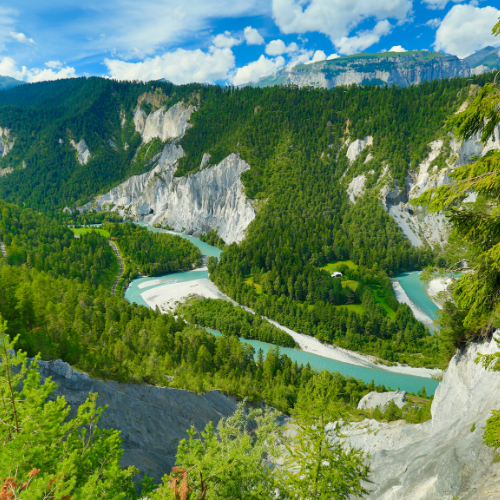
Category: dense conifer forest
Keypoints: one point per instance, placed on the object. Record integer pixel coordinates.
(154, 253)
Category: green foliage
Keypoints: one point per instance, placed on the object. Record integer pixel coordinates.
(317, 465)
(45, 454)
(474, 301)
(212, 238)
(110, 338)
(38, 241)
(231, 320)
(415, 411)
(154, 253)
(228, 462)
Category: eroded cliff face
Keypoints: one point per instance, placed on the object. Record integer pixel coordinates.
(82, 151)
(6, 141)
(152, 420)
(164, 123)
(443, 457)
(212, 198)
(418, 225)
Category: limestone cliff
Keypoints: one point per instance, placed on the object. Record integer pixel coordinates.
(388, 68)
(212, 198)
(444, 457)
(82, 151)
(152, 420)
(6, 141)
(164, 123)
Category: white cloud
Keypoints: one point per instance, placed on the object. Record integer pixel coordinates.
(363, 39)
(318, 56)
(179, 66)
(256, 70)
(438, 4)
(433, 23)
(466, 29)
(397, 48)
(21, 37)
(54, 64)
(338, 18)
(278, 47)
(8, 67)
(225, 41)
(252, 36)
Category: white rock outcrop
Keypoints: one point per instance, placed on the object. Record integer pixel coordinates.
(164, 123)
(414, 220)
(82, 150)
(6, 141)
(152, 420)
(356, 187)
(444, 457)
(212, 198)
(381, 399)
(357, 147)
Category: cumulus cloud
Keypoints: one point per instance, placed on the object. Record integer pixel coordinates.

....

### Description de l'exercice
Présentez sous forme de tableau Markdown les lignes des enregistrements, en commençant par la ligne qui contient « Category: white cloud » et en continuant jusqu'à la fin des enregistrements. Le tableau a deux colonnes, « Numéro » et « Ligne d'enregistrement », sans les lignes vides.

### Réponse rédigée
| Numéro | Ligne d'enregistrement |
|---|---|
| 1 | Category: white cloud |
| 2 | Keypoints: one point per instance, placed on the object. Record integer pixel coordinates. |
| 3 | (363, 39) |
| 4 | (318, 56) |
| 5 | (179, 66) |
| 6 | (256, 70) |
| 7 | (438, 4) |
| 8 | (433, 23) |
| 9 | (466, 29) |
| 10 | (397, 48) |
| 11 | (21, 37) |
| 12 | (54, 64) |
| 13 | (338, 18) |
| 14 | (278, 47) |
| 15 | (8, 67) |
| 16 | (225, 41) |
| 17 | (252, 36) |
| 18 | Category: white rock outcrop |
| 19 | Keypoints: one point per instance, placed on the object. Record integer pixel coordinates. |
| 20 | (164, 123) |
| 21 | (414, 220) |
| 22 | (82, 150) |
| 23 | (6, 141) |
| 24 | (152, 420) |
| 25 | (356, 187) |
| 26 | (444, 457) |
| 27 | (212, 198) |
| 28 | (381, 399) |
| 29 | (357, 147) |
| 30 | Category: cumulus cloud |
| 31 | Keypoints: one point per instance, placed on the object. Record integer pixel coordinates. |